-- Dataset records start --

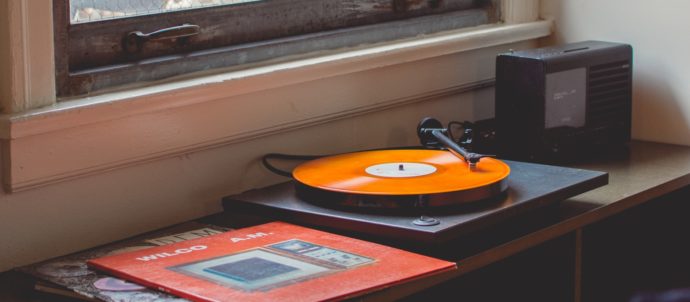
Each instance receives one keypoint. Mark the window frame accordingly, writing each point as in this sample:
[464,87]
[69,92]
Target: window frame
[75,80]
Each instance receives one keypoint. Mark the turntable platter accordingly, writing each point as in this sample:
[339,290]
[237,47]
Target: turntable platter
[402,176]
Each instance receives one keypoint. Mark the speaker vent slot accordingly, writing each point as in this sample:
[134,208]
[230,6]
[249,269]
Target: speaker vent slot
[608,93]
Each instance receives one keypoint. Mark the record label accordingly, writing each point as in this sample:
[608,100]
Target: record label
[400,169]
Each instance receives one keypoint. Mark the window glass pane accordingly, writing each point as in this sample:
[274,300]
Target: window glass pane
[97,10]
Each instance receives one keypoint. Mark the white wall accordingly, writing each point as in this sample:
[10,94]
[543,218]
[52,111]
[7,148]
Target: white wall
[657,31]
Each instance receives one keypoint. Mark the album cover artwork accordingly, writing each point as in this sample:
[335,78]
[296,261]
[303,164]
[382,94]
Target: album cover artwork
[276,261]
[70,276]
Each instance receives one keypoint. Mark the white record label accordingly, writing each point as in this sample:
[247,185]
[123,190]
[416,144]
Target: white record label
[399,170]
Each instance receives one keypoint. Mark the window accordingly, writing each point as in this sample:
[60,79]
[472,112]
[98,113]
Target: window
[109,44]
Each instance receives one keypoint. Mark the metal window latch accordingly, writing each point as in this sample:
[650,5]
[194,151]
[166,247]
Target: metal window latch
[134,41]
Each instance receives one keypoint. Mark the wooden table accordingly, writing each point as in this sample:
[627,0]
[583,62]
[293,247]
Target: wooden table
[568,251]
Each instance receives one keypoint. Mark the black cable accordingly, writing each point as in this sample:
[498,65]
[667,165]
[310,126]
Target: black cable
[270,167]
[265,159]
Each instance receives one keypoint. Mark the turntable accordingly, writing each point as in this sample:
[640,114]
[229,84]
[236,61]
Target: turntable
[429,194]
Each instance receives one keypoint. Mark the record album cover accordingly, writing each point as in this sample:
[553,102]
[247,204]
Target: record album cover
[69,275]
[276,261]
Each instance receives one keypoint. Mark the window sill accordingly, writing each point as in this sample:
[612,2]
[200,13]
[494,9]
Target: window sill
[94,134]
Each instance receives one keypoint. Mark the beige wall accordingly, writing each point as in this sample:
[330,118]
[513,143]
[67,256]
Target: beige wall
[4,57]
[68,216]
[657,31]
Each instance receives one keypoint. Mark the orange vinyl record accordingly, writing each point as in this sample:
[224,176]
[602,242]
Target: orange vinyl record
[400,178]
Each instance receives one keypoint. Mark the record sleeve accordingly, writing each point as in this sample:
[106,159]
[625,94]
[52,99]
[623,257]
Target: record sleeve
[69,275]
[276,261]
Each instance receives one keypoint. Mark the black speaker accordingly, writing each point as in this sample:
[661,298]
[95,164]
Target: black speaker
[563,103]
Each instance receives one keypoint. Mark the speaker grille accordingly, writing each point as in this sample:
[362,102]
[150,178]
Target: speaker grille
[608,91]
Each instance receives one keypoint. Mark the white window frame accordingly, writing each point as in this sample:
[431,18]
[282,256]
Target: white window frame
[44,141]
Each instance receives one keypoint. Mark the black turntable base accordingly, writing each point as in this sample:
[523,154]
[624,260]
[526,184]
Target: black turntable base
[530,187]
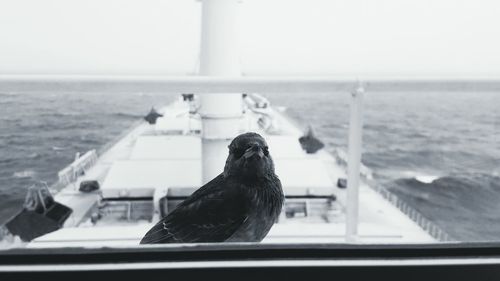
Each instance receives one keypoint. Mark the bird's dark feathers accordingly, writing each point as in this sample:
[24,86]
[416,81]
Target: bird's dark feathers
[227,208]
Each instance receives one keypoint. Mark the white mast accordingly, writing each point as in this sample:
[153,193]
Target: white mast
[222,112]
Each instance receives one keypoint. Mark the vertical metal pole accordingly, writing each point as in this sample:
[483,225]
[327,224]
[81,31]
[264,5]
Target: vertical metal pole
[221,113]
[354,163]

-- Dataset records end --

■ **Short exercise**:
Reproduce every line of the data above from the line that contains "Each instance receives one keypoint. Mark the window sill" through the end of the data, inclusive, and multiply each coordinate in the answers by 1.9, rounding to whole numbers with halves rounded up while keeping all other lines unchanged. Leave the pictures out of your answer.

■ **Solved problem**:
Each instance receives one keypoint. Mark the window sill accordingly, writing each point as in this sample:
[612,2]
[200,13]
[494,9]
Target: window sill
[179,255]
Each instance receives one keypoint. Mark the beige wall accordingly, writing each point as in this sample:
[330,118]
[513,143]
[67,256]
Target: beige wall
[8,108]
[129,410]
[1248,59]
Each instance receives one keypoint. Mark the orange vinyl record accordingly, writing each point as in this sample:
[224,176]
[602,242]
Target: orange vinyl record
[760,338]
Each instance receives one keypoint. Mark the record sleeve accordingly, writing each point as in this sample:
[106,159]
[625,94]
[52,99]
[623,257]
Target: record sleeve
[131,523]
[524,496]
Each instance receives one keypoint. Mark the black speaker accordingly, writing each point as in this sample:
[661,298]
[95,164]
Target: black speaker
[1070,196]
Each instance receives one keypoint. Mark the speaker grille accordingly, writing each point as in this sample:
[362,102]
[150,178]
Target: speaker grille
[1155,173]
Each instance receives one keypoint. Mark the white window frame accordingly, writing each point as in this sample:
[431,18]
[282,256]
Target: white window frame
[84,268]
Each instance receives one keypoint. Mark the black turntable base accordingly, writing each point as in this sample:
[523,154]
[624,260]
[526,184]
Target: black turntable base
[1007,355]
Each instance receives one keypoint. Mark the bird's dark feathers accordingly, writing each point as in this sample:
[24,86]
[416,81]
Target: bird's dark feathers
[431,395]
Each instance receives one keypoint. Mark the white mast accordingly, writing each point as in this sample:
[153,193]
Target: white mast
[422,213]
Each instance receives one keypoint. Mark the vertical metal pole accordingly, writing each point as in this sample:
[483,225]
[327,224]
[81,31]
[264,5]
Target: vertical metal pole
[420,215]
[673,310]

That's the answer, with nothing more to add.